## WHAT TO WORK ON
Can you swap every "Search for" in the listing below for "Look for" and give the lines back with nothing else changed?

◆ ◆ ◆ ◆

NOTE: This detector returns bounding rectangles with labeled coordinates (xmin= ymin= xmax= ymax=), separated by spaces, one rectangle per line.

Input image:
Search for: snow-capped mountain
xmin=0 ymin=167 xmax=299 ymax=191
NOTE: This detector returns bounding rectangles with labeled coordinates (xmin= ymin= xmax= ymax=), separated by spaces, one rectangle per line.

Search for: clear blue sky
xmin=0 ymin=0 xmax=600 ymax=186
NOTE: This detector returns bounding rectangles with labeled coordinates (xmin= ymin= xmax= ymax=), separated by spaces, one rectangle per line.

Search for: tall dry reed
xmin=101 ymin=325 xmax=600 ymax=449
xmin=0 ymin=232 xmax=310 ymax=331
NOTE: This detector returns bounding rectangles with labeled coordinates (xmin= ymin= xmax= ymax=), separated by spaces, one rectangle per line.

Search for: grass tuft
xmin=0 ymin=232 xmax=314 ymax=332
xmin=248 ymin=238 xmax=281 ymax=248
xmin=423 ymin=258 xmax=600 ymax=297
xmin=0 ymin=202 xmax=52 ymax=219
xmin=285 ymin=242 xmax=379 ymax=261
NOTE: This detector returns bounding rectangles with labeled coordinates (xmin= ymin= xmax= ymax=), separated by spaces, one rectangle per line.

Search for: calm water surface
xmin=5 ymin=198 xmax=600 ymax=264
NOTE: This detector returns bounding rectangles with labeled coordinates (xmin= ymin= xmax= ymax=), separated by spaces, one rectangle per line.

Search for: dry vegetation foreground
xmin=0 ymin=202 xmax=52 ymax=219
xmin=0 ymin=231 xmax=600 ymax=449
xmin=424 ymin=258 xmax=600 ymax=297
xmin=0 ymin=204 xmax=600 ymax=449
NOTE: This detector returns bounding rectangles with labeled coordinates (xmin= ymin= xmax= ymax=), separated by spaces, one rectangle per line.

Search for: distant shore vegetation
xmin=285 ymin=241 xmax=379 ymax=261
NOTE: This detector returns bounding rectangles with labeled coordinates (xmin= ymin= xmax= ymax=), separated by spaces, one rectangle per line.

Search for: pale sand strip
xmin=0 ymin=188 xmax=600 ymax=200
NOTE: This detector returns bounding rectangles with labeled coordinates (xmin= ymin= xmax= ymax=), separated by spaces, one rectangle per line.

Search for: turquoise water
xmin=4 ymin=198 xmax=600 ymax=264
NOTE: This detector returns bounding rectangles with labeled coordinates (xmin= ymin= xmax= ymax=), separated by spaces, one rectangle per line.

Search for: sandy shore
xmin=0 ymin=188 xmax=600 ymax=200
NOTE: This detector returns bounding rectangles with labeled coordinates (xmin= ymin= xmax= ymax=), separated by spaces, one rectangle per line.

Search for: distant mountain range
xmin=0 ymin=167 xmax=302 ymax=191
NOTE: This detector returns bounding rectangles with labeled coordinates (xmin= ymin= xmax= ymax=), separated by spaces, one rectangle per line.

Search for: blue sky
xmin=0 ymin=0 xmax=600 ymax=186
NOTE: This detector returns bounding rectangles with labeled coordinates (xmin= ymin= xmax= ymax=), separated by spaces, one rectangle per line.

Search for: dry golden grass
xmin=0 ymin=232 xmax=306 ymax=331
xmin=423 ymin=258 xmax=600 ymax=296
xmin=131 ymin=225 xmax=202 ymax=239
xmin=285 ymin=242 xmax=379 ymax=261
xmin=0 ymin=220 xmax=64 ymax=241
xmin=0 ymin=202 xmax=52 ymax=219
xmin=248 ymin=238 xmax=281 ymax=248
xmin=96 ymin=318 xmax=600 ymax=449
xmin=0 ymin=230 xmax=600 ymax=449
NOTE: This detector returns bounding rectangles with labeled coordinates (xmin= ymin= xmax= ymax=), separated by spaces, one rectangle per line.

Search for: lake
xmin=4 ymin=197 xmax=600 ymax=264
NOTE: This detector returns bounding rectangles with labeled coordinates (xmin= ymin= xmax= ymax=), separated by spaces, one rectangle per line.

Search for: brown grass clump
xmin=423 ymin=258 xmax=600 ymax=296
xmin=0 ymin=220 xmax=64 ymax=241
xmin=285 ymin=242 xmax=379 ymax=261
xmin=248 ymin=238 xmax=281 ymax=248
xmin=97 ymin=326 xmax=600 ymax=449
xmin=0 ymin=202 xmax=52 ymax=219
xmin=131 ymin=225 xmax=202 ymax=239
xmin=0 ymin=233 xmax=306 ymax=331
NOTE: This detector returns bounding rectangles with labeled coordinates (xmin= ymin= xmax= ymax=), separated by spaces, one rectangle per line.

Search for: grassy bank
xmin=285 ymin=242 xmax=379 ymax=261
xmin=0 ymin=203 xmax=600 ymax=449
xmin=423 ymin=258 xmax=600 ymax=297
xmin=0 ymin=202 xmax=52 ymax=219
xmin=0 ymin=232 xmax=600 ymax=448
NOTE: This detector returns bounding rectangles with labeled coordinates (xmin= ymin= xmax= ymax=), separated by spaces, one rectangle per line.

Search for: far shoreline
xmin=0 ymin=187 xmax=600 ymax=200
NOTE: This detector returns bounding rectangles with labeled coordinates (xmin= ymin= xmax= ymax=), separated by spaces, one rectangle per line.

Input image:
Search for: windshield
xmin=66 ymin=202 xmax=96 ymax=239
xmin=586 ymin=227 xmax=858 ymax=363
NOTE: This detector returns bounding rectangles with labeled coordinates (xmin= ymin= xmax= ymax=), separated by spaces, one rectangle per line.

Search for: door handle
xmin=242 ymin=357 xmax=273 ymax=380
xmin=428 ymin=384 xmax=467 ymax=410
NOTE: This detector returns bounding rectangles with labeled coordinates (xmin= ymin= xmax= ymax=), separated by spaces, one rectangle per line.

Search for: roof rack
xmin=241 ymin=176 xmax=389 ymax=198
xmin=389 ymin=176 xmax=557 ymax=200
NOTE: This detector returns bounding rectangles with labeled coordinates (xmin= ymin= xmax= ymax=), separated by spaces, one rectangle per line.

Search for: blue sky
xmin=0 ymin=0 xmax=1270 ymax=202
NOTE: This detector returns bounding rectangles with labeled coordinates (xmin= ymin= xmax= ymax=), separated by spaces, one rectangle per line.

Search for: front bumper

◆ ◆ ◆ ◆

## RESULT BELOW
NOTE: This detector returns bounding rectangles with labeled coordinates (xmin= ymin= xmax= ymax=), separated by spaces, one rectangle per line.

Input image:
Look for: snow-capped mountain
xmin=0 ymin=167 xmax=299 ymax=191
NOTE: This detector returns bounding rectangles with labeled coordinates (xmin= ymin= xmax= ymax=), separated by spaces, one rectangle per line.

Look for: clear blue sky
xmin=0 ymin=0 xmax=600 ymax=186
NOTE: This detector returns bounding rectangles with labeled coordinates (xmin= ymin= xmax= ymax=), separated by spaces, one rectangle per line.

Look for: tall dry reed
xmin=101 ymin=325 xmax=600 ymax=449
xmin=0 ymin=232 xmax=310 ymax=331
NOTE: This detector returns bounding rectangles with labeled coordinates (xmin= ymin= xmax= ymax=), separated by spaces, one rectangle per line.

Look for: grass tuft
xmin=0 ymin=232 xmax=314 ymax=332
xmin=248 ymin=238 xmax=281 ymax=248
xmin=423 ymin=258 xmax=600 ymax=297
xmin=0 ymin=202 xmax=52 ymax=219
xmin=285 ymin=242 xmax=379 ymax=261
NOTE: This detector returns bounding rectangles with labeled coordinates (xmin= ymin= xmax= ymax=), separated by spaces, one rectangle per line.

Look for: calm water surface
xmin=5 ymin=198 xmax=600 ymax=264
NOTE: This detector returns bounding rectangles with labeled coordinates (xmin= ymin= xmax= ymax=), separated by spaces, one rectangle per line.

Look for: dry vegetation foreground
xmin=0 ymin=202 xmax=52 ymax=219
xmin=0 ymin=231 xmax=600 ymax=449
xmin=424 ymin=258 xmax=600 ymax=297
xmin=0 ymin=204 xmax=600 ymax=449
NOTE: This detector returns bounding rectangles with labeled coordinates (xmin= ymin= xmax= ymax=), separated by spaces, one rectangle per line.

Look for: distant shore vegetation
xmin=285 ymin=241 xmax=379 ymax=261
NOTE: This detector returns bounding rectangles with labeled coordinates (xmin= ymin= xmax= ymax=), separated by spaces, one rectangle per line.

Look for: pale sand strip
xmin=0 ymin=188 xmax=600 ymax=200
NOTE: This detector returns bounding rectangles with labeled coordinates (xmin= ymin= xmax= ymax=), separated by spaces, one rectangle per line.

Look for: turquoise water
xmin=4 ymin=198 xmax=600 ymax=264
NOTE: This detector returns bounding rectangles with labeled coordinates (xmin= ymin= xmax= ymax=), separated by spaces, one rectangle per line.

Look for: sandy shore
xmin=0 ymin=188 xmax=600 ymax=200
NOTE: This detector returns bounding rectangles with labeled coordinates (xmin= ymin= xmax= ymax=), separated by spaces, one rectangle per line.

Look for: distant mountain range
xmin=0 ymin=167 xmax=302 ymax=191
NOTE: This detector returns bounding rectangles with labeled coordinates (xmin= ymin= xmax= ymax=), separated by spaces, one rectangle per line.

Look for: blue sky
xmin=0 ymin=0 xmax=600 ymax=186
NOTE: This detector returns bounding rectangles with labeled coordinates (xmin= ymin= xmax= ymax=), separated by spaces, one rectangle per line.

Look for: dry golden grass
xmin=0 ymin=232 xmax=306 ymax=331
xmin=423 ymin=258 xmax=600 ymax=296
xmin=131 ymin=225 xmax=202 ymax=239
xmin=285 ymin=242 xmax=379 ymax=261
xmin=0 ymin=220 xmax=64 ymax=241
xmin=0 ymin=202 xmax=52 ymax=219
xmin=248 ymin=238 xmax=281 ymax=248
xmin=96 ymin=318 xmax=600 ymax=449
xmin=0 ymin=230 xmax=600 ymax=449
NOTE: This detector returns bounding rectangles with labeled coordinates (xmin= ymin= xmax= ymax=), separated by spaces, one rectangle per line.

Look for: lake
xmin=4 ymin=197 xmax=600 ymax=264
NOTE: This detector returns bounding rectangles with labeled coordinates (xmin= ymin= xmax= ymax=), separated by spaces, one rectangle per line.

Look for: brown grass clump
xmin=423 ymin=258 xmax=600 ymax=296
xmin=0 ymin=220 xmax=64 ymax=241
xmin=285 ymin=242 xmax=379 ymax=261
xmin=248 ymin=238 xmax=281 ymax=248
xmin=97 ymin=326 xmax=600 ymax=449
xmin=0 ymin=202 xmax=52 ymax=219
xmin=131 ymin=225 xmax=202 ymax=239
xmin=0 ymin=233 xmax=306 ymax=331
NOTE: This detector returns bounding rectangles with labeled coordinates (xmin= ymin= xmax= ymax=), separated by spaces, one rectangle per line.

Look for: grassy bank
xmin=285 ymin=242 xmax=379 ymax=261
xmin=0 ymin=203 xmax=600 ymax=449
xmin=423 ymin=258 xmax=600 ymax=297
xmin=0 ymin=202 xmax=52 ymax=219
xmin=0 ymin=232 xmax=600 ymax=448
NOTE: This detector returns bounding rectangles with labeled coordinates (xmin= ymin= xmax= ymax=), separated by spaces, one rectangle per line.

Look for: far shoreline
xmin=0 ymin=187 xmax=600 ymax=200
NOTE: This detector returns bounding rectangles with labeled coordinates (xmin= ymin= xmax= ymax=), separated by spaces, one rectangle per line.

Input image:
Look for: windshield
xmin=66 ymin=202 xmax=96 ymax=239
xmin=586 ymin=227 xmax=858 ymax=363
NOTE: This detector returns bounding rectangles with labeled coordinates (xmin= ymin= xmax= ymax=), separated by spaces, one rectangle per line.

Look for: door handle
xmin=242 ymin=357 xmax=273 ymax=380
xmin=428 ymin=384 xmax=467 ymax=410
NOTE: This detector returns bounding rectangles with labeled coordinates (xmin= ymin= xmax= ymax=), separated by spaces, one rectangle per line.

Look for: roof rack
xmin=241 ymin=176 xmax=389 ymax=198
xmin=389 ymin=176 xmax=557 ymax=200
NOTE: This detector returns bounding rectangles with labeled coordinates (xmin= ymin= xmax= ymax=), separated by spaces, one rectangle per line.

Look for: blue sky
xmin=0 ymin=0 xmax=1270 ymax=202
NOTE: This detector returns bounding rectangles with labeled coordinates (xmin= ymin= xmax= ymax=), separated by spaces, one rectangle per line.

Look for: front bumper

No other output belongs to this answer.